## [Material supplied]
-------------------------

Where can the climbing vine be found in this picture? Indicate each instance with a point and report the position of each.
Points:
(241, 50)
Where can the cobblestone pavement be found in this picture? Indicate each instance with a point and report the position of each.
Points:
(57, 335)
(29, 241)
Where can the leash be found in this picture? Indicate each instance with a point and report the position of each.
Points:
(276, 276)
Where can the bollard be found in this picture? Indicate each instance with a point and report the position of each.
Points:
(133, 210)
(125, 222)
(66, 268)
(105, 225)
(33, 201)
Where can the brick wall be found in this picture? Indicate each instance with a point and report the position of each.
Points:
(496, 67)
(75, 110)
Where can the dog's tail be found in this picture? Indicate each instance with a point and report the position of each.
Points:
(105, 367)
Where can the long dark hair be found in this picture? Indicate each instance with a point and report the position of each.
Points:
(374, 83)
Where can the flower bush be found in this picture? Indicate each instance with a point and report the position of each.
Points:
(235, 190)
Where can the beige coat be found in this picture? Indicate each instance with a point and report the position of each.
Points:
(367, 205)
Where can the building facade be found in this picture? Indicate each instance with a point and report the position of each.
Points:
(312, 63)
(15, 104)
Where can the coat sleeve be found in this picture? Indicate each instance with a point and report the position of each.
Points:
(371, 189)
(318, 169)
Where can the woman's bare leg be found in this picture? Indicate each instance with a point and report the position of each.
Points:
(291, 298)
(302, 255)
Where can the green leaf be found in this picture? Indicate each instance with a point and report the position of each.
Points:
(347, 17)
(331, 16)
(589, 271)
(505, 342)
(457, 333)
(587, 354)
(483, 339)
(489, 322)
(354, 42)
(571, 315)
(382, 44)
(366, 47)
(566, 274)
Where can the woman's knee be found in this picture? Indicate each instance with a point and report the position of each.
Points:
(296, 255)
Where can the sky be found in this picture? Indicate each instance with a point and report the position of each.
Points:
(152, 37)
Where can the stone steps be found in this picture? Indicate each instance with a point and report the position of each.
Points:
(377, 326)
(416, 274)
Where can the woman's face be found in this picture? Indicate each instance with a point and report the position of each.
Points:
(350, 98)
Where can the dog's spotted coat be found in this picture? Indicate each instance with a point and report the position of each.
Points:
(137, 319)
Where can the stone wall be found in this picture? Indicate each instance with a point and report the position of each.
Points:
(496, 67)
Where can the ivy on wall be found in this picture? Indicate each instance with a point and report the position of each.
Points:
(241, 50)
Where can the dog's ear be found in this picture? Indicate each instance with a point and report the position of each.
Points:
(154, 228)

-------------------------

## [Task brief]
Search the data for the string "coat" and copy each line where it appears.

## [Exercise result]
Where can the beige coat be found in this picture? Indicate each instance with a point and report the position of each.
Where can the coat sleeve be found in this picture? Indicate each instance with a point and report the position of each.
Where can the dog's spotted coat be found in this picture? Indicate each instance with a point and report the position of each.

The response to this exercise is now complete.